## Fragmento del documento
* * *

Hace más
de treinta años surgió en Argentina un
campo interdisciplinario: los Estudios de Género.
En su interior es posible diferenciar articulaciones
conceptuales específicas. Una de las más
fructíferas, aunque controvertida, es la que
se establece entre los desarrollos psicoanalíticos
y el enfoque de Género. Resulta de interés
comprender el contexto social e histórico en
que surgen estos estudios que implicaron, a la vez,
una militancia social, una producción teórica
alternativa, un cuestionamiento de los criterios epistemológicos
convalidados y modificaciones en las estrategias asistenciales.
Existe una convergencia entre la tradición psicoanalítica
de auto análisis y la percepción feminista
acerca de que ‘lo personal es político’.
Estas tendencias se aunaron para un trabajo que implicó
la propia subjetividad, su estudio y su transformación,-
siempre contradictoria y parcial-, en paralelo con una
nueva comprensión del campo social. Nutrida de
aportes internacionales, la producción local
se expresó a través de la docencia, la
investigación y las publicaciones, de modo tal
que despierta interés en nuevas generaciones
dedicadas al ejercicio profesional y a la investigación.
La vitalidad de este campo interdisciplinario se manifiesta
en las producciones que van aportando a los Estudios
de Género el punto de vista de quienes continúan
hoy la tarea iniciada por los pioneros.
Como suele ocurrir en los estudios feministas, el sujeto
que realiza la indagación coincide con el objeto
de estudio; esta característica ha sido denominada
como “reflexividad” en ciencias sociales
(Haraway, 1991) y podríamos describirla con la
imagen del ojo que se mira a sí mismo. Se trata
de un ejercicio intelectual que resulta facilitado para
quienes practicamos el psicoanálisis, ya que
tenemos el hábito de tomar como objeto de estudio
nuestra contratransferencia, o sea las emociones y representaciones
que experimentamos en contexto del vínculo terapéutico.

* * *

## Datos proporcionados
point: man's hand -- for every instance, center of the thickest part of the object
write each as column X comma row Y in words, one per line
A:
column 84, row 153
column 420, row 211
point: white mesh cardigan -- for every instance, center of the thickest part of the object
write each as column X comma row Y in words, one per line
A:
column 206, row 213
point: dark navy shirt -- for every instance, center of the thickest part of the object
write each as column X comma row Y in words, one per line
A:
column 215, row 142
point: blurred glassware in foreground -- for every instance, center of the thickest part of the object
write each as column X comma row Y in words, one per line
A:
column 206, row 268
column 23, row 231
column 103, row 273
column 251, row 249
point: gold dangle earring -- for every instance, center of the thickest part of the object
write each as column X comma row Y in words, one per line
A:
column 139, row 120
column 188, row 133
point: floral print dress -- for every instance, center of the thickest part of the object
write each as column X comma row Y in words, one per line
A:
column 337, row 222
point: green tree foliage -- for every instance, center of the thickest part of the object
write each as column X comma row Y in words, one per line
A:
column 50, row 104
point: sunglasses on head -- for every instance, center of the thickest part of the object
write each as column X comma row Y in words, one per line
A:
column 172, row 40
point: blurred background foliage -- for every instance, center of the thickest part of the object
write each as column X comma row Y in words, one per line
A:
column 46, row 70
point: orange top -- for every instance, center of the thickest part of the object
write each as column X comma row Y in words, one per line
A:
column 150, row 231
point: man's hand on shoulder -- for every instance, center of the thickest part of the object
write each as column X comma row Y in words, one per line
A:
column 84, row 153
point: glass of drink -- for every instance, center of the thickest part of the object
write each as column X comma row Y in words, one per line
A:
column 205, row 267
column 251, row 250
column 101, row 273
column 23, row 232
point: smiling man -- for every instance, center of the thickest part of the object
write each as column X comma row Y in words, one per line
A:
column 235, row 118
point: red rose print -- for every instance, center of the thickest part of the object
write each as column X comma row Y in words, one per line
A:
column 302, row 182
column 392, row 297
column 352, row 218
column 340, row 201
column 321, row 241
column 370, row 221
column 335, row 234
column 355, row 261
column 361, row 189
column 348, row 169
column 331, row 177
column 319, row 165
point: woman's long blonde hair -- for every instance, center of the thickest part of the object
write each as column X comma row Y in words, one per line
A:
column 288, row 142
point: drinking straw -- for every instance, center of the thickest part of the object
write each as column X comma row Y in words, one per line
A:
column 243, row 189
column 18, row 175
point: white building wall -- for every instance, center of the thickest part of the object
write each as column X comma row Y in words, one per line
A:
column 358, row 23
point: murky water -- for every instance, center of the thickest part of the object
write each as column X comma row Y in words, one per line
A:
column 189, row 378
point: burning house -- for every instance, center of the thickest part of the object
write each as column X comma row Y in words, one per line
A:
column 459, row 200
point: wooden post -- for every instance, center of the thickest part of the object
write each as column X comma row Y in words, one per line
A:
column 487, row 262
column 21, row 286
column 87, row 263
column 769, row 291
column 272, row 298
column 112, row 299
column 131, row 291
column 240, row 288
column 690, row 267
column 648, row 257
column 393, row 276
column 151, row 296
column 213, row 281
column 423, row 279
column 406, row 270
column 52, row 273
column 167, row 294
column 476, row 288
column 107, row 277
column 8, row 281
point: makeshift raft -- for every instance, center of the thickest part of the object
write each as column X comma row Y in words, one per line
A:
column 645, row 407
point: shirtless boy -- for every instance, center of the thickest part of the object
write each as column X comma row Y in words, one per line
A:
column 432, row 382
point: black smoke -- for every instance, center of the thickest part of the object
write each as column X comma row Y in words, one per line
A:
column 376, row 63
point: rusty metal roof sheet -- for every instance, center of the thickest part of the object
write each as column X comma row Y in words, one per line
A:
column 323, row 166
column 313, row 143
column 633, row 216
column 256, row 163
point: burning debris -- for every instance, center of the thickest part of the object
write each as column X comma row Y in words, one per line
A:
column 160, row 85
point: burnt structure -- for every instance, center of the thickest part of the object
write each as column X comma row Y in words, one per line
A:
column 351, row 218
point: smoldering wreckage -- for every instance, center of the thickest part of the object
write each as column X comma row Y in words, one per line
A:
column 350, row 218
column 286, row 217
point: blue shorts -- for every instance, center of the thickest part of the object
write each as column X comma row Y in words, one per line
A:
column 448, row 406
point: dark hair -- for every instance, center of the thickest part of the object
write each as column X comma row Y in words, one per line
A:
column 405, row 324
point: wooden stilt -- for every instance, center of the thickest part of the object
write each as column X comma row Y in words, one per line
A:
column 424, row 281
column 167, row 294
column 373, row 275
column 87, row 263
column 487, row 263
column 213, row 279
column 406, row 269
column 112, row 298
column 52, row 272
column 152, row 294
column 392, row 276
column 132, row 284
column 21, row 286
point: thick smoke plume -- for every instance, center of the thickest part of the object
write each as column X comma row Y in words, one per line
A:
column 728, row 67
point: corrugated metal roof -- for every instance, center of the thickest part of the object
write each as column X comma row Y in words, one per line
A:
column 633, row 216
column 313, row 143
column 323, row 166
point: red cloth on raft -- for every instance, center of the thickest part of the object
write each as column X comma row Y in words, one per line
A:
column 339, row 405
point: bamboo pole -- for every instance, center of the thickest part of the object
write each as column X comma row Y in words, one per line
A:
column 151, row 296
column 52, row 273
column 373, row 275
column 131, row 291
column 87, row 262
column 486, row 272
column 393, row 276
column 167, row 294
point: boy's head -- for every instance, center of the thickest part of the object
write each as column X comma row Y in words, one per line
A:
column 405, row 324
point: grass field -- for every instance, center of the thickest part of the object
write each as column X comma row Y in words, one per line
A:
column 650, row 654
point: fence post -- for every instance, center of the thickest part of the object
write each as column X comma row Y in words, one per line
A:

* * *

## Ejercicios propuestos
- 1) Copia sin cambios la parte del fragmento sobre los Estudios de Género que comienza con las palabras "Como suele ocurrir" y termina con "del vínculo terapéutico.".
- 2) Según el fragmento sobre los Estudios de Género, ¿qué nombre recibe en ciencias sociales la característica por la que el sujeto que realiza la indagación coincide con el objeto de estudio?
- 3) Prosigue el fragmento sobre los Estudios de Género a partir de su última oración.
El material no interviene en este ejercicio.

## Soluciones
- 1)
Como suele ocurrir en los estudios feministas, el sujeto
que realiza la indagación coincide con el objeto
de estudio; esta característica ha sido denominada
como “reflexividad” en ciencias sociales
(Haraway, 1991) y podríamos describirla con la
imagen del ojo que se mira a sí mismo. Se trata
de un ejercicio intelectual que resulta facilitado para
quienes practicamos el psicoanálisis, ya que
tenemos el hábito de tomar como objeto de estudio
nuestra contratransferencia, o sea las emociones y representaciones
que experimentamos en contexto del vínculo terapéutico.

- 2) Reflexividad.

- 3)
De ese modo realizamos un tratamiento cognitivo de nuestros
desarrollos emocionales. Resulta curioso que dos campos
de estudio que han mantenido una relación caracterizada
por un conflicto por momentos enconado, aunque siempre
fecundo, coincidan en este aspecto.
El feminismo ha acuñado una frase célebre:
“Lo personal es político” para dar
cuenta de su percepción acerca de las determinaciones
contextuales de los avatares subjetivos. La biografía
se desarrolla en un marco social e histórico,
y es bueno no olvidarlo para rescatarnos del reduccionismo
subjetivista, el endogenismo y el biologismo. Estos
vicios epistemológicos no son inocentes, ya que
tienen el propósito de hacer responsable a cada
sujeto de su propio malestar cultural. Sin diluir el
análisis de la subjetividad en una generalización
sociológica, conviene comprender a cada devenir
biográfico en su tiempo y lugar. Las sujeciones
de que somos objeto no derivan sólo del micro
entorno familiar, sino que somos constituidos, para
bien y para mal, en un universo social y simbólico.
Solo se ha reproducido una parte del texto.